▶ **Work request**: What you give back should match the entries below character for character.
*** Block opens ***
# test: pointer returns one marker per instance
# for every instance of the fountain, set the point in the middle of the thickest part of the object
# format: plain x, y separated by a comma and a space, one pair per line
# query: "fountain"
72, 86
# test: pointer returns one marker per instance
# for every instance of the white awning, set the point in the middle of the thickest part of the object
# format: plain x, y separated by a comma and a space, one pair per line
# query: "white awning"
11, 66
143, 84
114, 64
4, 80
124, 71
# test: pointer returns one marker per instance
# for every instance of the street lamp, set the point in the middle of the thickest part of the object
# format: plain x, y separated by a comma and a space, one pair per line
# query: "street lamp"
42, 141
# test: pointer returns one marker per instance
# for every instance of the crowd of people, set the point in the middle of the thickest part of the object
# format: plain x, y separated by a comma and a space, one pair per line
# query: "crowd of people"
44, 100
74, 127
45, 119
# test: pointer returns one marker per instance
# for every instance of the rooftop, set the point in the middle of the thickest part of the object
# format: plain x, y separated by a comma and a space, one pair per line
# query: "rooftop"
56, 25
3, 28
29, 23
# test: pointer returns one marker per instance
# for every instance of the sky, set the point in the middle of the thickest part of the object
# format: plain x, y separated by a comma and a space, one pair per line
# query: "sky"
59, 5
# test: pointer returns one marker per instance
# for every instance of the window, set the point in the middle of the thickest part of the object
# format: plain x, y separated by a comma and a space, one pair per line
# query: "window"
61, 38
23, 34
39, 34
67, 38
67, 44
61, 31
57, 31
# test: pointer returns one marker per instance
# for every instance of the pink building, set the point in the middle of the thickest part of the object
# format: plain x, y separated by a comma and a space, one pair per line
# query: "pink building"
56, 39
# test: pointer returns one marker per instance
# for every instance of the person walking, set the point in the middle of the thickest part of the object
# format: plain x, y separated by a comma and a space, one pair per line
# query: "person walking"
*** Block closes ***
▶ **Exercise solution**:
# test: pointer returns one marker per instance
# for every instance of the fountain, set the point in the middle of the thickest part of the object
# format: plain x, y separated by a comma and a space, one pair per line
# query: "fountain"
72, 86
# test: pointer returns one marker per instance
# for every instance of the white awning, set the point in the middle of the thickest part of the object
# format: plain x, y separated by a comma and a space, one pair per line
# query: "white awning"
11, 66
143, 84
114, 64
4, 80
124, 71
# test: pointer returns one marker per instance
# for every instance of the street lamp, set the point in the middle of the thickest part of the object
# format: plain x, y separated by a comma and a space, one pair per line
# query: "street lamp"
42, 141
# test: pointer returns one marker per instance
# for every instance of the crowd of people, set the point in the middle of the thickest part of the object
# format: plain x, y separated by a comma and a space, one pair per line
# query: "crowd of people"
44, 100
74, 127
45, 119
# test: pointer returns one marker per instance
# for every instance of the rooftop, set the point in the middle of the thickest part of the object
# format: plain x, y separated by a comma and a space, one pair per line
# query: "rooftop"
56, 25
3, 28
29, 23
# test: pointer returns one marker per instance
# for every instance of the sky, set the point in the middle of the thickest part of the object
# format: plain x, y separated by a comma and a space, one pair per line
# query: "sky"
59, 5
# test: pointer returns one marker per instance
# for every instance of the window, set the point in the middle of the thickest part of the object
# format: plain x, y separated by a comma and a space, one pair per line
# query: "window"
61, 38
23, 34
39, 34
67, 38
67, 44
61, 31
57, 31
# test: pointer returns one marker per instance
# for every instance of the pink building, set the point in the middle of the thickest part of the object
# format: plain x, y separated by a comma and a space, one pair per line
# query: "pink building"
56, 39
# test: pointer returns one marker per instance
# for every instance of the person walking, set the point in the middle of the thickest part of the object
# format: plain x, y separated by a comma and a space, one pair per line
# query: "person walking"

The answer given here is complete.